§ **Your objective**
Can you write out the whole listing exactly?

Top of Supplied entries

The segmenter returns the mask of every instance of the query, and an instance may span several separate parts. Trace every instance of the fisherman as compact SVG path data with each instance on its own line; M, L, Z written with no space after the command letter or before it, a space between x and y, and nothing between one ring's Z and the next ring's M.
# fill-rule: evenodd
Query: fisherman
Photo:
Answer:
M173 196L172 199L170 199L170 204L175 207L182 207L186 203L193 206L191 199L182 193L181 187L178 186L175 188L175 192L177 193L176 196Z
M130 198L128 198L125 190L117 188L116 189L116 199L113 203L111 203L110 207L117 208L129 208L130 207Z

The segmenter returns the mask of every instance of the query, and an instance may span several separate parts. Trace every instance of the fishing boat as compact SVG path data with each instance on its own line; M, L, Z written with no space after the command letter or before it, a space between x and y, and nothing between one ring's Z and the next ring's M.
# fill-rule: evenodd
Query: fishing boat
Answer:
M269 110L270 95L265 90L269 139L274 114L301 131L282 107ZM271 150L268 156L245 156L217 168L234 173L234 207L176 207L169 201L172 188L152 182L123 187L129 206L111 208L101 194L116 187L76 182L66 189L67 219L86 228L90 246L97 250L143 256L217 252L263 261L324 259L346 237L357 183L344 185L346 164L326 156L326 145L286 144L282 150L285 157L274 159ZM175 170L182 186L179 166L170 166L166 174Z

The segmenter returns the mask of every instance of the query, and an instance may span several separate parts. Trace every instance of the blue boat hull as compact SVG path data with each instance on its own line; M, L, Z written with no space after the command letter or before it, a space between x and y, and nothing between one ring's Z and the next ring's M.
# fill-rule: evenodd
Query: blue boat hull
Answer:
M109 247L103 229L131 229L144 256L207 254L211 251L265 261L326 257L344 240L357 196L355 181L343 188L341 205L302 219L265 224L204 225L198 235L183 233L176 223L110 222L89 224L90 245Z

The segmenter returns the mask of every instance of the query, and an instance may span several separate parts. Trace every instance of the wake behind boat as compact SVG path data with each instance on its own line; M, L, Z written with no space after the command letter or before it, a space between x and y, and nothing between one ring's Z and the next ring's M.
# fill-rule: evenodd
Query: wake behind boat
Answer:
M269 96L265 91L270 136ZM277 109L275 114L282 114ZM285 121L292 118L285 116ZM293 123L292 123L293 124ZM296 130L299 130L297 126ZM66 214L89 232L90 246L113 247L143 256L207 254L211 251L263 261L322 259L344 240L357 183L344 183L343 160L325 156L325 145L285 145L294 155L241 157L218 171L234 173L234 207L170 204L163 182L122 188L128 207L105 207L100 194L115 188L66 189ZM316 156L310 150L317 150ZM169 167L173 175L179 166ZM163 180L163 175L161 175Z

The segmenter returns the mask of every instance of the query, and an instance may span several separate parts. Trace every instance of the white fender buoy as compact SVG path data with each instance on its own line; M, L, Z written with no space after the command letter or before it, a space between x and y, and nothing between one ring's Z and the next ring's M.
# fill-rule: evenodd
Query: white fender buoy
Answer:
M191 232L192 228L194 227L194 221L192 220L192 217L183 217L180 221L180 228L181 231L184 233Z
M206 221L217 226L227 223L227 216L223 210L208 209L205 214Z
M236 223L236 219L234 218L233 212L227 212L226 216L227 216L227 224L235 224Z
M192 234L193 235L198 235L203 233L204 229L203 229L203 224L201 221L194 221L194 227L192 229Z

Bottom of Supplied entries

§ **Your solution**
The segmenter returns the mask of every instance of the query, and an instance may span several separate parts. Trace every instance of the fisherman as compact SVG path data with each instance on its own line; M, L, Z written with no space after the command letter or before it, a space between x and y, and nothing between one ring's Z and the next ring's M.
# fill-rule: evenodd
Query: fisherman
Photo:
Answer:
M173 196L172 199L170 199L170 204L175 207L182 207L186 203L193 206L191 199L182 193L181 187L178 186L175 188L175 192L177 193L176 196Z
M130 198L128 198L125 190L117 188L116 189L116 199L113 203L111 203L110 207L117 208L129 208L130 207Z

The segmenter returns the mask of every instance of the query, and an instance may span several separate parts. Trace every instance of the fishing boat as compact SVG path data with each instance on its own line; M, L, Z written with no space after the command letter or before it, a space between x and y, and nothing between one ring's Z and the next ring's M.
# fill-rule: evenodd
Query: fishing boat
Answer:
M269 110L270 95L265 90L269 139L274 114L301 131L282 107ZM271 150L268 156L245 156L217 168L234 173L234 207L176 207L169 201L172 188L152 182L123 187L129 206L111 208L101 194L116 187L76 182L66 189L67 219L86 228L90 246L97 250L143 256L217 252L263 261L324 259L346 237L357 183L344 185L346 164L326 156L326 145L286 144L282 150L285 157L274 159ZM175 170L182 186L179 166L170 166L166 174Z

The segmenter returns the mask of every instance of the query, and an instance may span several separate parts. Trace every instance of the blue boat hull as compact SVG path data with each instance on its own line; M, L, Z written with no space after the command letter or before it, a space between x and y, and nothing between one ring's Z and the next ring's M.
# fill-rule: evenodd
Query: blue boat hull
Answer:
M109 247L103 229L131 229L144 256L207 254L211 251L265 261L326 257L344 240L357 196L355 181L343 188L341 205L302 219L265 224L204 225L198 235L183 233L176 223L110 222L89 224L90 245Z

The segmenter returns the mask of every instance of the query, and an instance may span several separate parts. Trace every instance of the wake behind boat as compact SVG path data with each instance on its own line; M, L, Z written with no space after the command letter or before it, a space between x and y, and nothing between one ring's Z and the next ring's M.
# fill-rule: evenodd
Query: wake behind boat
Answer:
M269 96L265 91L270 136ZM277 109L275 114L282 114ZM285 121L292 118L285 116ZM293 123L292 123L293 124ZM296 130L299 130L297 126ZM66 214L89 232L90 246L113 247L143 256L207 254L211 251L263 261L322 259L344 240L357 183L344 183L343 160L325 156L325 145L285 145L294 155L241 157L218 171L234 173L234 207L170 204L163 182L122 188L128 207L105 207L100 194L115 188L66 189ZM316 156L310 150L317 150ZM169 167L173 175L179 166ZM163 180L163 175L161 175Z

The segmenter returns the mask of every instance of the query, and an instance may span several separate parts. Trace every instance of the white fender buoy as compact SVG path data with each instance on its own line; M, L, Z written with no space after the command letter or before it, a space between x and y, and nothing between one ring's Z and the next ring's M.
# fill-rule: evenodd
Query: white fender buoy
Answer:
M191 232L192 228L194 227L194 221L192 220L192 217L183 217L180 221L180 228L181 231L184 233Z
M206 221L217 226L227 223L227 216L223 210L208 209L205 214Z
M236 223L236 219L234 218L233 212L227 212L226 216L227 216L227 224L235 224Z
M192 234L193 235L198 235L203 233L204 229L203 229L203 224L201 221L194 221L194 227L192 229Z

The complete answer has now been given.